- Your goal -
Please set the lines down again exactly, from the top of the entries through the line that contains "--detect bow tie --format json_objects".

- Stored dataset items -
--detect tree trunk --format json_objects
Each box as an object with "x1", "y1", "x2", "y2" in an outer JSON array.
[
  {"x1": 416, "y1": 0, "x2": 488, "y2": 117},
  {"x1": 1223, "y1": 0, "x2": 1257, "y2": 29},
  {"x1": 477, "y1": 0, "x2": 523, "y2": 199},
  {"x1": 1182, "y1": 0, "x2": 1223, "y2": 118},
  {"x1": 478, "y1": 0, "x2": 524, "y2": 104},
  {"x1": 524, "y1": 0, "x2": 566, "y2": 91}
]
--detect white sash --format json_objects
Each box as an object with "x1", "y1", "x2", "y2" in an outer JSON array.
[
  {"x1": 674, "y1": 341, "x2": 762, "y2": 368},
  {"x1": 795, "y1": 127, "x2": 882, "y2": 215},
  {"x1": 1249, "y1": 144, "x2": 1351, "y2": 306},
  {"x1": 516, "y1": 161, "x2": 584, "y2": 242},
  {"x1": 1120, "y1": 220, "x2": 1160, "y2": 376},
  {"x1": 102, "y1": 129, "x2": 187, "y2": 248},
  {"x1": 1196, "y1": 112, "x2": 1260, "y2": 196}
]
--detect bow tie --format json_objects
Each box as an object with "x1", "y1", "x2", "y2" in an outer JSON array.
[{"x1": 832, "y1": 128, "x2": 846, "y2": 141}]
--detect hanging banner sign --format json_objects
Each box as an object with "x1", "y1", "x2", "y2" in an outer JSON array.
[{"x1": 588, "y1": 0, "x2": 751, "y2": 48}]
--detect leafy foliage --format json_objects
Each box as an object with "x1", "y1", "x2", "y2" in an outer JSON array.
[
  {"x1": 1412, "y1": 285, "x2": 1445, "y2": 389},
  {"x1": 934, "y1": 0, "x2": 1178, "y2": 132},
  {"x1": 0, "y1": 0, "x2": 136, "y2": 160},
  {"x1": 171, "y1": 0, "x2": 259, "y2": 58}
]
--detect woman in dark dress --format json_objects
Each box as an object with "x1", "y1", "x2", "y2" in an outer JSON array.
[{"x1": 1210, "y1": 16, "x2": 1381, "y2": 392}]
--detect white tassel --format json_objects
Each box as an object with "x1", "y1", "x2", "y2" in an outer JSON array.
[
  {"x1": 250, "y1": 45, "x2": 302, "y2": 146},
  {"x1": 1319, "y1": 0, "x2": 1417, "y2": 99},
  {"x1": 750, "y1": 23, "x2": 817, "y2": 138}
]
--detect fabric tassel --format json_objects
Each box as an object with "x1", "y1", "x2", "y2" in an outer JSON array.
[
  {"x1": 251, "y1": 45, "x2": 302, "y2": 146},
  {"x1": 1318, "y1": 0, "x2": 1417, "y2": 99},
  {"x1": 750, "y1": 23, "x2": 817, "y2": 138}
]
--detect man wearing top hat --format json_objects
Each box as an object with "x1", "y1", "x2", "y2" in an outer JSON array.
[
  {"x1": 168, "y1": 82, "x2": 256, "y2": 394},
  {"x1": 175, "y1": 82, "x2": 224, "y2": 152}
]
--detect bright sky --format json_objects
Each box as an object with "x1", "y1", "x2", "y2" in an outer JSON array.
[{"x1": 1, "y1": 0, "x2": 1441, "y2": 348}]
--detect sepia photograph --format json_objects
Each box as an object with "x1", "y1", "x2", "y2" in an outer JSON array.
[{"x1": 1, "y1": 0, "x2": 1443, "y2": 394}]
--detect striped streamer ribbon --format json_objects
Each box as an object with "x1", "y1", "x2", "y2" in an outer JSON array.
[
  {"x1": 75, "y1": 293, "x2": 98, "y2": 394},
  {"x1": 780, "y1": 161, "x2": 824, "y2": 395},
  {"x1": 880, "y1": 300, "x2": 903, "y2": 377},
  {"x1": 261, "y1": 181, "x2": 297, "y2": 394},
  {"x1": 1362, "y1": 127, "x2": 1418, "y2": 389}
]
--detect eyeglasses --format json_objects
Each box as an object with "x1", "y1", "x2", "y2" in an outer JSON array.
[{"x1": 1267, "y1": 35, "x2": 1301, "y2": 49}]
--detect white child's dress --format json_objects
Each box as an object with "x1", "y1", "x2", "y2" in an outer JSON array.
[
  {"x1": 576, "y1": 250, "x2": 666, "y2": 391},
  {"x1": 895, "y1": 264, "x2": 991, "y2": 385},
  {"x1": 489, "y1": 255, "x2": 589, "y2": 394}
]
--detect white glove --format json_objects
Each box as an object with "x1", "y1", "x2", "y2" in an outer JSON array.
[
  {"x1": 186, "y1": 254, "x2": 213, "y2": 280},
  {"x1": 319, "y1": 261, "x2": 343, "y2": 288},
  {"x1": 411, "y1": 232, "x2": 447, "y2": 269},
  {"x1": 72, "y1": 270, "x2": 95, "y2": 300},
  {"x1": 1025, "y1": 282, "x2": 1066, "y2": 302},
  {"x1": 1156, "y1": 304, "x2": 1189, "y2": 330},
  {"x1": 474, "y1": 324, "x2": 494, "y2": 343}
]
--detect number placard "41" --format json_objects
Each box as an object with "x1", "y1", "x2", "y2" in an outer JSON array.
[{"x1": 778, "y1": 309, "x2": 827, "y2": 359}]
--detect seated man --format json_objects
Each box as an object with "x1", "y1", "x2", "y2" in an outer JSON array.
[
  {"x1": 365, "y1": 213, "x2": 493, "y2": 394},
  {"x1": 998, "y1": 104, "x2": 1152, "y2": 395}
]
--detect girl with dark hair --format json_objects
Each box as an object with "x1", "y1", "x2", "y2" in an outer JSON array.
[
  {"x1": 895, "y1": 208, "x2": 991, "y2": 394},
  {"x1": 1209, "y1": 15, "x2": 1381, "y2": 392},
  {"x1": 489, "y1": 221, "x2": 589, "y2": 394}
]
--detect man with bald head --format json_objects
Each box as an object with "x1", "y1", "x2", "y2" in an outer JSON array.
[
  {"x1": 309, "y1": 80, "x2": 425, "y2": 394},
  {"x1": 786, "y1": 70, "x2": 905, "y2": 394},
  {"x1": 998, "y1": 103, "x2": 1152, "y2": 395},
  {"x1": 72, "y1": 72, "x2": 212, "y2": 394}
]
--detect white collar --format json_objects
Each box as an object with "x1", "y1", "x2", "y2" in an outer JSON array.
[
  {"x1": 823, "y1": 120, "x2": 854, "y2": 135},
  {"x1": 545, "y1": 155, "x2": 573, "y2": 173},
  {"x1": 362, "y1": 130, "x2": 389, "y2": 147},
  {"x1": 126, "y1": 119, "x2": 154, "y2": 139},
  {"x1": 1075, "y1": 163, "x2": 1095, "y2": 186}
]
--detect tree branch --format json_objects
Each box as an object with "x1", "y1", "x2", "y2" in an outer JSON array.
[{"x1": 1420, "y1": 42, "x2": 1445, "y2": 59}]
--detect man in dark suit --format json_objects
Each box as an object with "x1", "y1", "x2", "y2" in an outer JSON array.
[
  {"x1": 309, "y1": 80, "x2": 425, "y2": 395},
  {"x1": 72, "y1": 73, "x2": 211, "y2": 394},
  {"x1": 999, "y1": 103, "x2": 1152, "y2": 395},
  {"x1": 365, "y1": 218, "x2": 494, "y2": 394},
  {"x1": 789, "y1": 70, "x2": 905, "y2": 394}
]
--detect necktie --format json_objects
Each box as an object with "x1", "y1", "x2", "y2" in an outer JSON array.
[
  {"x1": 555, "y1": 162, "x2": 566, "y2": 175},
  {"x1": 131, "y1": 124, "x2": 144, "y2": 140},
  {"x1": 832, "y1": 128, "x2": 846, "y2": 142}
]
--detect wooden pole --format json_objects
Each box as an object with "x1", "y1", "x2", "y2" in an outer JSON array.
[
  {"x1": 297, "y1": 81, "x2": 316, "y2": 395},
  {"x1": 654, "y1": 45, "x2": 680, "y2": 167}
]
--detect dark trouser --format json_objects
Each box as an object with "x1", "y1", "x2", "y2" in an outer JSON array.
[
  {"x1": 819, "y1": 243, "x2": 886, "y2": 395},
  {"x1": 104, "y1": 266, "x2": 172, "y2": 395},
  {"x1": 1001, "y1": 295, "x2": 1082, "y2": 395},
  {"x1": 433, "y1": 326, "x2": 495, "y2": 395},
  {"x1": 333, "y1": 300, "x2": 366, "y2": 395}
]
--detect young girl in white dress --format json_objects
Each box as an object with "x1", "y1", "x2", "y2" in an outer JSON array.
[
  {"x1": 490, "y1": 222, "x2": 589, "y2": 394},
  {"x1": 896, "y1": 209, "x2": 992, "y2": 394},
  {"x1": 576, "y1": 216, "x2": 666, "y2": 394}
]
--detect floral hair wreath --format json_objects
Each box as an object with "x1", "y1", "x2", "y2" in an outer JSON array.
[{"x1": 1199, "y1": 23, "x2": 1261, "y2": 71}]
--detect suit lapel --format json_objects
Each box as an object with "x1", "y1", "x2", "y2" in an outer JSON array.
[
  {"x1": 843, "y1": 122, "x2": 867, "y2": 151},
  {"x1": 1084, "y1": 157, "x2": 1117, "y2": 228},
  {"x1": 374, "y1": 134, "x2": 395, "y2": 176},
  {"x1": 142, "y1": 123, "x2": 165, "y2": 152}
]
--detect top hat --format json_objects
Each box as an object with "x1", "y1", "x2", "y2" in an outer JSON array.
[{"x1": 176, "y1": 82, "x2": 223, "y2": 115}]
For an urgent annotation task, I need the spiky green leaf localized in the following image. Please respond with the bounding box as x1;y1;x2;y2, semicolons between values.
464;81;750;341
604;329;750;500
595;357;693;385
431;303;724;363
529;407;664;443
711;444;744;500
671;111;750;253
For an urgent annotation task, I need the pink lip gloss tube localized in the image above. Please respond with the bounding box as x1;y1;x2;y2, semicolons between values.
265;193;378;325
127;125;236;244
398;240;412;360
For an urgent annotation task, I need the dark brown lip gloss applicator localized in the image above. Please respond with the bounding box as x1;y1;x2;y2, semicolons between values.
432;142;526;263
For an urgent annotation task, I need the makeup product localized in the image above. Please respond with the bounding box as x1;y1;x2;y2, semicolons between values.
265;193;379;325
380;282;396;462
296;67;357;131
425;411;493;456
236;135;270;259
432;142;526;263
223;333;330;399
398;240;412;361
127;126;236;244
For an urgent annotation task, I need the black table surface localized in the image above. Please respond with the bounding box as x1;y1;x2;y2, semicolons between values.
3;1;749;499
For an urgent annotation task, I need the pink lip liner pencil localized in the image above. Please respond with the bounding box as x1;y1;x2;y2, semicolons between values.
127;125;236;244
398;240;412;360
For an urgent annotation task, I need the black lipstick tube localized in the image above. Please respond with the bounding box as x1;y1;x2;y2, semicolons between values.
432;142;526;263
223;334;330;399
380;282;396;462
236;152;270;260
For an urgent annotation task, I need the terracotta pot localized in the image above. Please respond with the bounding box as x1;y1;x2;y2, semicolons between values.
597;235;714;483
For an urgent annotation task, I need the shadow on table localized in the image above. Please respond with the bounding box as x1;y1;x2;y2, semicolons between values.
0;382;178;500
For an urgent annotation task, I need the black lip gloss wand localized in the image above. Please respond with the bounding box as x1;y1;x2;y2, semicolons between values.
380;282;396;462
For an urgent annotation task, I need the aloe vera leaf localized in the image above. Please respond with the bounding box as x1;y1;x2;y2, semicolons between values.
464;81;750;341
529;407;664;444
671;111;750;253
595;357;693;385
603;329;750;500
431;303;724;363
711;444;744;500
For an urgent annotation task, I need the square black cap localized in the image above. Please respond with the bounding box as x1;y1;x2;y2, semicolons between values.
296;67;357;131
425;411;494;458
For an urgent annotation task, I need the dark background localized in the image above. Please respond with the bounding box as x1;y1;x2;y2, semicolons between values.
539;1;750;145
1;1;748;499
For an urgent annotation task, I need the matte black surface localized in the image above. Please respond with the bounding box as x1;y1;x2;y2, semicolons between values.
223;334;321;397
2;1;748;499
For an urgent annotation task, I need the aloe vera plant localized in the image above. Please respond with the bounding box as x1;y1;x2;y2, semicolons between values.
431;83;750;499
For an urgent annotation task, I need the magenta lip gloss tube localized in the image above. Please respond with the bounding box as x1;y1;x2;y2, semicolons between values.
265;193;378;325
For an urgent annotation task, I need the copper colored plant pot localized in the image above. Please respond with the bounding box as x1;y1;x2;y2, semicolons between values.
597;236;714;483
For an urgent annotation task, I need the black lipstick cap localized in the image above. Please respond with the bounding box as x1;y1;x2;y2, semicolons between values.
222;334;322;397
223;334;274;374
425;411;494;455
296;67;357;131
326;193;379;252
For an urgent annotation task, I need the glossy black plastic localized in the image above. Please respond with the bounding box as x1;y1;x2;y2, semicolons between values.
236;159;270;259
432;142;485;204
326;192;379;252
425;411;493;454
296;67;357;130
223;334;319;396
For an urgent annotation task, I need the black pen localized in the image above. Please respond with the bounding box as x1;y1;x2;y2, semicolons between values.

- Final answer -
--detect tree trunk --format json_objects
Each box as an object with "x1", "y1", "x2", "y2" in an outer JSON array.
[
  {"x1": 416, "y1": 0, "x2": 488, "y2": 117},
  {"x1": 1223, "y1": 0, "x2": 1257, "y2": 29},
  {"x1": 477, "y1": 0, "x2": 523, "y2": 199},
  {"x1": 1182, "y1": 0, "x2": 1223, "y2": 118},
  {"x1": 478, "y1": 0, "x2": 524, "y2": 104},
  {"x1": 524, "y1": 0, "x2": 566, "y2": 91}
]
--detect white sash --format json_objects
Each box as an object with "x1", "y1", "x2", "y2" in an outer JSON array.
[
  {"x1": 674, "y1": 341, "x2": 762, "y2": 368},
  {"x1": 795, "y1": 127, "x2": 882, "y2": 215},
  {"x1": 1249, "y1": 144, "x2": 1351, "y2": 306},
  {"x1": 516, "y1": 161, "x2": 584, "y2": 242},
  {"x1": 1120, "y1": 220, "x2": 1160, "y2": 376},
  {"x1": 102, "y1": 129, "x2": 187, "y2": 248},
  {"x1": 1196, "y1": 112, "x2": 1260, "y2": 196}
]
--detect bow tie --format json_objects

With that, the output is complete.